■ EXERCISES
1. Answer these questions using the article on the Ocampo shooting:
(a) How old was Ocampo when he was shot?
(b) Where did Holmes hold the media briefing?
(c) According to Lopez, what is Mbuthia's current duty status?
2. Resume the article on the Ocampo shooting, continuing after its last sentence.

■ QUOTED PASSAGE
DA: No charges against police in Ocampo shooting
Prosecutors won’t seek criminal charges against Durham police in last summer’s fatal shooting of a Latino man during a confrontation involving a knife, Durham County District Attorney Leon Stanback said Thursday.
Stanback said in a press release that his office had investigated the July 27 death of Jose Adan Cruz Ocampo and found “no probable cause to charge a crime.”
The decision got reaction from Durham attorney Scott Holmes, who represents the Ocampo family.
“The family is saddened, they are frustrated, they are angry,” Holmes said at a media briefing at N.C. Central University School of Law. “They wonder why it has taken so long to investigate the case. And they feel very keenly the difference in treatment of folks who have privilege and those who don’t.”
Ocampo’s death was one of three Durham police officer-involved gunshot deaths last year that rocked the city.
Ocampo, 33, was shot four times by Durham officer R.S. Mbuthia the morning of July 27 in the 800 block of Park Avenue in East Durham after police responded to a call and found a man cut with a broken bottle.
Police said Ocampo approached officers with a knife in his hand and repeatedly ignored commands to drop it. That’s when the officer shot him in the head, chest and stomach.
But in an interview after the shooting, Ocampo’s nephew, 18-year-old Walter Cardona, said witnesses told him that his uncle had wrapped the knife in a bandana or something similar and was trying to give it to the officer – handle first.
“Police could have used a Taser or Mace,” Cardona said, “because there were three cops against one person, and he was holding the blade. He wasn’t attacking them or anything. I think they overreacted with four shots.”
Questions also were raised about whether Ocampo, a native of Honduras, understood the officer’s orders.
Durham Police Chief Jose Lopez said at the time that Ocampo failed to follow the officer’s orders to raise his hands, and instead advanced with the knife.
In an interview Thursday, Lopez said his department can now complete its internal inquiry into the death.
He said his internal affairs officers will review the State Bureau of Investigation findings in the case “and compare it to what we have learned internally.”
Lopez said Mbuthia remains on administrative duty with pay and “comes to work every day.”
“We extend our sympathies to the Ocampo family during this difficult time,” Lopez said.
At Thursday’s briefing, attorney Holmes said he’d like Lopez and city officials to participate in a “reconciliation process that would help heal the family, hold the officer and department accountable and give the community an opportunity to address the deeper structural problems” in the Police Department.

■ GIVEN DATA

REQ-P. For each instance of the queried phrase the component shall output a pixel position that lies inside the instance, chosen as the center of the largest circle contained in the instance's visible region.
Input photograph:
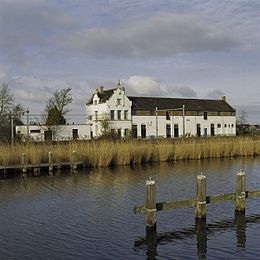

■ RESULTS FOR EACH TASK
1.
(a) 33
(b) At N.C. Central University School of Law
(c) On administrative duty with pay

2.
“The Durham police and the officer need to be held accountable for the death of Jose Ocampo,” Holmes said in a statement. “Mr. Ocampo did not present a deadly threat when the officer used excessive force shooting him in the head. In case after case, the Durham police are too quick to escalate situations with excessive force.”
Holmes said that with “a more measured approach, Jose would be alive today. In the shadow of concerns about racial profiling and the unequal application of our laws for the poor and people of color in our community, the city should follow the lead of other cities and explore a restorative justice approach to help heal the Ocampo family’s loss and the systemic fractures within our community.”
Holmes said a “truth and reconciliation process” would bring “those who have been harmed together with the person who caused the harm, and also the community, in a way that facilitates the truth about what happened, and aims toward a reconciliation.”
Holmes, an assistant professor and supervising attorney for the Civil Litigation Clinic at NCCU, said a wrongful-death suit might be brought against the Police Department in Ocampo’s death.
“We’ve been working hard in the clinic to investigate the case and to explore potential civil litigation for a wrongful death and excessive force based on a violation of [Ocampo’s] constitutional rights,” he said.
Ocampo was from a family of modest means, and family members who came to Durham from Arizona last summer had to borrow money to pay for shipping his body to Honduras for the funeral.
The Religious Coalition for a Nonviolent Durham stepped in with a donation and helped the family grieve.
Marcia Owen, the coalition’s executive director, said the family was shocked by Ocampo’s death but never appeared bitter.
“I never saw the family get angry, but I saw them cry a lot,” Owen said. “They’re not mean, vindictive people. They’re very kind and good, good people. I think they were exceedingly perplexed by [his death]. They just never in a million years thought this would happen.”